>> BEGIN Selected text

In [1]:
from datasets import load_dataset
from transformers import AutoModelForSeq2SeqLM
from transformers import AutoTokenizer
from transformers import GenerationConfig

  from .autonotebook import tqdm as notebook_tqdm


# 1. Summarize Dialogue without Prompt Engineering

In [2]:
dataset = load_dataset("knkarthick/dialogsum")

Generating train split: 100%|██████████| 12460/12460 [00:00<00:00, 163337.66 examples/s]
Generating validation split: 100%|██████████| 500/500 [00:00<00:00, 128904.79 examples/s]
Generating test split: 100%|██████████| 1500/1500 [00:00<00:00, 225734.85 examples/s]


print some examples of dialog with their summaries

In [3]:
example_indices = [40, 200]

dash_line = '-' * 100

for i, index in enumerate(example_indices):
    print(dash_line)
    print('Example ', i + 1)
    print(dash_line)
    print('INPUT DIALOGUE:')
    print(dataset['test'][index]['dialogue'])
    print(dash_line)
    print('BASELINE HUMAN SUMMARY:')
    print(dataset['test'][index]['summary'])
    print(dash_line)
    print()

>> END Selected text
>> BEGIN Material for this task

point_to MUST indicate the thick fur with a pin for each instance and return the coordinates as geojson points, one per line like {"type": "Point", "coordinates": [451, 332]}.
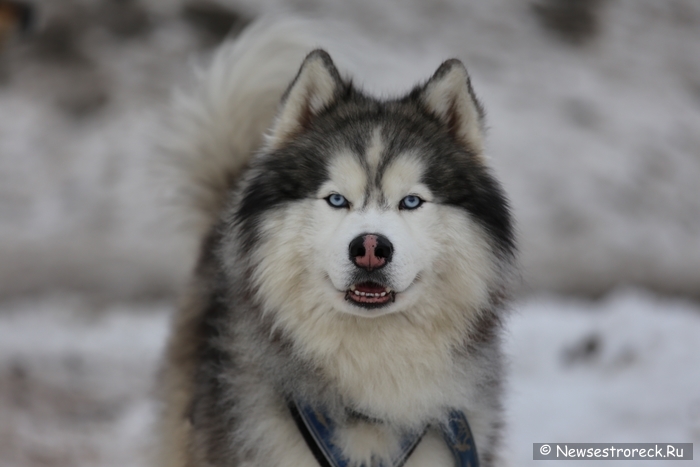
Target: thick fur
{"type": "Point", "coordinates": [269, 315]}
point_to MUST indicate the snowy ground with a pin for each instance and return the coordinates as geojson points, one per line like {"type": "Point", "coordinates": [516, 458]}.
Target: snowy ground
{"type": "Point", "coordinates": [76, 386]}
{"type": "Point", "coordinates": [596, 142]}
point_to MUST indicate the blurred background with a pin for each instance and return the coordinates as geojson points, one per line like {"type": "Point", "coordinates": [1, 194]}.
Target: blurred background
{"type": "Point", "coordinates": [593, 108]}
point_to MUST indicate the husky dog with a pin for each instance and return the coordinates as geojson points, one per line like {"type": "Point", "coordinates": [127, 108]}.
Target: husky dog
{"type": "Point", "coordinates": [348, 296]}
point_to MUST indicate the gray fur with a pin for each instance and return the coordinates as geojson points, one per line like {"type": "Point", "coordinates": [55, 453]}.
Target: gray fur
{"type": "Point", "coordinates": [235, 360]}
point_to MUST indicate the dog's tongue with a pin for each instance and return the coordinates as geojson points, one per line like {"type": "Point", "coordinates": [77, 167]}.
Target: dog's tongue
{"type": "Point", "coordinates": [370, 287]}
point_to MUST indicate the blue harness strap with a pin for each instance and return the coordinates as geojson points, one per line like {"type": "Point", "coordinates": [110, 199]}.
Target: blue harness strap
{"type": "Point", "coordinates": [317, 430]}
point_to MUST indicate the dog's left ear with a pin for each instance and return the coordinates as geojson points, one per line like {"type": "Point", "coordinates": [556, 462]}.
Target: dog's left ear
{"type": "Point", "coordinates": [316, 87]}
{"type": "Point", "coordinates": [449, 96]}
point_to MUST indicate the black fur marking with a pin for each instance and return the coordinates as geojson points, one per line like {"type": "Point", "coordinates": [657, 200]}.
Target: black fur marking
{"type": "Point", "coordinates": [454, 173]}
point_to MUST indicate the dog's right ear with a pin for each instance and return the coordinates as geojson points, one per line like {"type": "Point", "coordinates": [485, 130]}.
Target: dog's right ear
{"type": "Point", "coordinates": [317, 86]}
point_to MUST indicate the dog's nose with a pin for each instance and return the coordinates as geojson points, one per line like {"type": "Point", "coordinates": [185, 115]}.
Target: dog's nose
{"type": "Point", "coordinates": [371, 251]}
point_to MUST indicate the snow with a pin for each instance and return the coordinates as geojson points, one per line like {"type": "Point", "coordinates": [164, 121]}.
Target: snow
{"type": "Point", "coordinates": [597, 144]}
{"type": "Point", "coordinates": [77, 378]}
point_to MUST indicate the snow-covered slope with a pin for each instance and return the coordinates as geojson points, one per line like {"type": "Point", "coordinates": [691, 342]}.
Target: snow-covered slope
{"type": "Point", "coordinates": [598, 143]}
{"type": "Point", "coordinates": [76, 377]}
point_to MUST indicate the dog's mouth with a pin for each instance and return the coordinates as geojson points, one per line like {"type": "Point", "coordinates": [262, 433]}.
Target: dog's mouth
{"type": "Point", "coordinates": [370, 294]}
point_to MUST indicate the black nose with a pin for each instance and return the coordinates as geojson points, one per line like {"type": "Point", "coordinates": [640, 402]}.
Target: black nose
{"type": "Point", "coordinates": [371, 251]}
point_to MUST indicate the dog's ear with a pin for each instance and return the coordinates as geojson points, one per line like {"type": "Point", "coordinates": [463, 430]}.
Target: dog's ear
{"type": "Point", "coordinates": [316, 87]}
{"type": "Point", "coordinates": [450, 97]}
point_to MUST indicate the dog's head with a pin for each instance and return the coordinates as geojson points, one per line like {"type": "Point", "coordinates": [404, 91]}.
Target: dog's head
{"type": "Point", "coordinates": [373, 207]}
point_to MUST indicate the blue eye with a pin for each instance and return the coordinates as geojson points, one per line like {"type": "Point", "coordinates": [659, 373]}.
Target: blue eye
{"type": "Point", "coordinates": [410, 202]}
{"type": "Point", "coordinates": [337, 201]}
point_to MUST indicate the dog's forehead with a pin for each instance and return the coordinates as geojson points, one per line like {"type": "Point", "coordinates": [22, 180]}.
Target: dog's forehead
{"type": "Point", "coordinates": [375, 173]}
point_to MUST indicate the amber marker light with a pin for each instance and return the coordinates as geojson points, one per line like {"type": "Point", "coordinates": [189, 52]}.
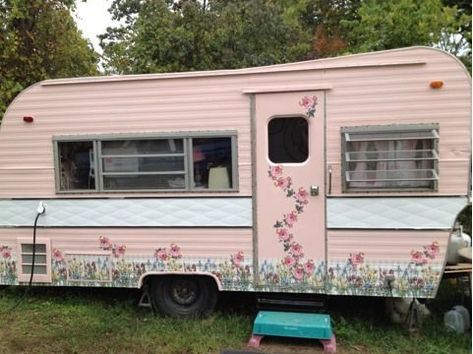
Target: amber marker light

>> END Material for this task

**Your tasks:**
1. Which dataset does the notebook code load with load_dataset?
2. Retype the stretch of the listing from the line containing "point_to MUST indicate the amber" through the end of the listing, leaving out the pictures.

**Answers by task:**
1. knkarthick/dialogsum

2.
point_to MUST indicate the amber marker light with a pin for each instance and return the coordinates as geojson points, one per line like {"type": "Point", "coordinates": [189, 52]}.
Target: amber marker light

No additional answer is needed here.